» TASK GOAL
Please retype all of the rows below line for line, leaving the pictures out of your answer.

» DATA SUPPLIED
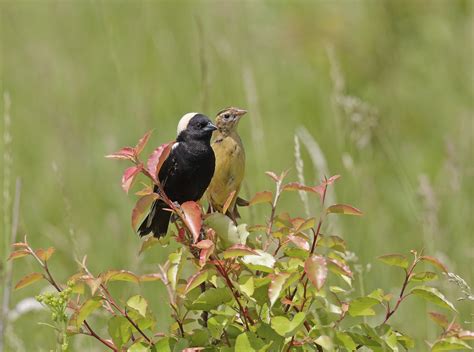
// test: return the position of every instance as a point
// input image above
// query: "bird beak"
(210, 127)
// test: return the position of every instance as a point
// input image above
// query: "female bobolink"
(230, 160)
(186, 172)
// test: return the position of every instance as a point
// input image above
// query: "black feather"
(185, 174)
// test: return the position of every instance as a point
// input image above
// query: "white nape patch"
(183, 123)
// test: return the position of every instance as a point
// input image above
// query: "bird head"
(228, 119)
(194, 125)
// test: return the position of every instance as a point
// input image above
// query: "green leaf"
(139, 304)
(343, 209)
(238, 250)
(212, 298)
(424, 277)
(433, 295)
(316, 269)
(284, 327)
(262, 261)
(249, 342)
(450, 344)
(362, 306)
(197, 279)
(120, 330)
(276, 286)
(28, 280)
(395, 260)
(86, 309)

» SOLUTION TO THIS PROBLEM
// test: return the position of every instance as a point
// input image above
// query: "bird beak"
(210, 127)
// test: return the position of every instance as a point
// input image above
// query: "female bobolink"
(230, 160)
(186, 172)
// test: return the position of every instance as a point
// input image above
// query: "black feather"
(185, 174)
// test: return the position of every instance as a point
// input image above
// query: "white nape patch"
(183, 123)
// test: return the position of every instance as a point
// input image above
// query: "bird head"
(228, 119)
(194, 125)
// test: return the position of every instance as a point
// input image above
// query: "green leaf"
(139, 304)
(343, 209)
(238, 250)
(212, 298)
(424, 277)
(433, 295)
(316, 269)
(284, 327)
(262, 261)
(249, 342)
(450, 344)
(362, 306)
(197, 279)
(120, 330)
(276, 286)
(28, 280)
(395, 260)
(86, 309)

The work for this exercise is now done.